• **Quoted passage**
I'm trying to encrypt a hard drive which is not the boot drive (the boot drive is already encrypted).

I tried doing this with "Disks". I selected the drive in question and formatted it GPT. Then I added a partition LUKS + Ext4 and chose a name and passphrase. Now the partition is visible in Caja. So far so good.

Then, I unlocked the partition using the passphrase. I found I can do this right from Caja, or from Disks, or I can even use Disks to configure this to happen automatically on startup.

One way or another, after the partition is unlocked, it is no longer visible in Caja. What gives?

Thanks in advance.

kenogo (no verificado)
kenogo

Let's try if this works in the command line so we can perhaps narrow down the cause of the problem by either seeing that everything works nicely there or getting some helpful error messages.

1. Unplug your device and plug it back in. If your desktop environment makes attempts to mount it by asking you for the password, cancel them.

Text-to-region grounding data

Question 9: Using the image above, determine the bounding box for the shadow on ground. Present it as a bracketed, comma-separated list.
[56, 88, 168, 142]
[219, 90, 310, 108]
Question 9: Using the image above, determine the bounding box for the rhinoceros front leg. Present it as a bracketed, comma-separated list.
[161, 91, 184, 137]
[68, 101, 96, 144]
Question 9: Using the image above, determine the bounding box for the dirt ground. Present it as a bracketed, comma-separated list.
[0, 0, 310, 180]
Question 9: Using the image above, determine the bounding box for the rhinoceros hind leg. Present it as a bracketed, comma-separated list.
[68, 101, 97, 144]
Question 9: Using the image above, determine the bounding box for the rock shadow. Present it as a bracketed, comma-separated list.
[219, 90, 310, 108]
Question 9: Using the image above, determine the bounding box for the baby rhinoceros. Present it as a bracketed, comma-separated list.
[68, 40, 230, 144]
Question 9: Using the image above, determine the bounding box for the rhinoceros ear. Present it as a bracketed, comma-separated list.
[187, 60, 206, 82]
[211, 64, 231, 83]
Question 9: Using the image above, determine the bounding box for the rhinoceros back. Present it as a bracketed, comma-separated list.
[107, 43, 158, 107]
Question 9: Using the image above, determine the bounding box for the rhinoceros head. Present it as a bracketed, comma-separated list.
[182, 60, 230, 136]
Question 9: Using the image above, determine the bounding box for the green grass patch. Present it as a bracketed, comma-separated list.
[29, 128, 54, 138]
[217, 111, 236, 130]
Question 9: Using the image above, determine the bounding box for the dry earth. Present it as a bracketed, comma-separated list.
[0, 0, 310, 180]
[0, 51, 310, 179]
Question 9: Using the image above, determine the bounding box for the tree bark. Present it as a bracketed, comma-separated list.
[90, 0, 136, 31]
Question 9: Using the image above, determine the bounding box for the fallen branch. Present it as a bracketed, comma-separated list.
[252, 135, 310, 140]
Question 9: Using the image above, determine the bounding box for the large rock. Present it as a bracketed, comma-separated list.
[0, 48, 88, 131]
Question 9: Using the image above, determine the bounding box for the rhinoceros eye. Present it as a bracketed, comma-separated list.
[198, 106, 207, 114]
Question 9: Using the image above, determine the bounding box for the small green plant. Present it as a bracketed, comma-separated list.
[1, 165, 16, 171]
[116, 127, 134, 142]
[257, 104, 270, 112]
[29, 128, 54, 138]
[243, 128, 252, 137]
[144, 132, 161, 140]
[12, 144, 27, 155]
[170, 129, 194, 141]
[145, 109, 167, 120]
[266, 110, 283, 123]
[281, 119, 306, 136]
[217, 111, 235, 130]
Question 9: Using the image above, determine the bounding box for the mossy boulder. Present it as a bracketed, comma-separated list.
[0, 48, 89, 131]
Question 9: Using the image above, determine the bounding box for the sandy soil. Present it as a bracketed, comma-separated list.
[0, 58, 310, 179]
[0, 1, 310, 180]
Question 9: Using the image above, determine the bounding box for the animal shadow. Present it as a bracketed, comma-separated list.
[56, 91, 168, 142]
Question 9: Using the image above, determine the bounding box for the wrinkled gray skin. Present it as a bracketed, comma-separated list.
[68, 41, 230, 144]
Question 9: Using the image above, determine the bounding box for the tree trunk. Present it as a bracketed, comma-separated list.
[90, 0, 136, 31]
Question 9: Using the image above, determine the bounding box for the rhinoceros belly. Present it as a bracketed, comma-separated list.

• **Work request A**
In the forum thread on encrypting a non-boot drive, what kind of partition was added in Disks after the drive was formatted GPT?
• **Work request B**
In the forum thread on encrypting a non-boot drive, why does the reply suggest trying the process on the command line?
• **Work request C**
Transcribe the part of the forum thread on encrypting a non-boot drive that opens with the words containing "I tried doing" and closes with "helpful error messages.".

• **Answer space A**
A LUKS + Ext4 partition.

• **Answer space B**
Trying it on the command line could narrow down the cause of the problem. Either everything would work nicely there, or it would produce helpful error messages.

• **Answer space C**
I tried doing this with "Disks". I selected the drive in question and formatted it GPT. Then I added a partition LUKS + Ext4 and chose a name and passphrase. Now the partition is visible in Caja. So far so good.

Then, I unlocked the partition using the passphrase. I found I can do this right from Caja, or from Disks, or I can even use Disks to configure this to happen automatically on startup.

One way or another, after the partition is unlocked, it is no longer visible in Caja. What gives?

Thanks in advance.

kenogo (no verificado)
kenogo

Let's try if this works in the command line so we can perhaps narrow down the cause of the problem by either seeing that everything works nicely there or getting some helpful error messages.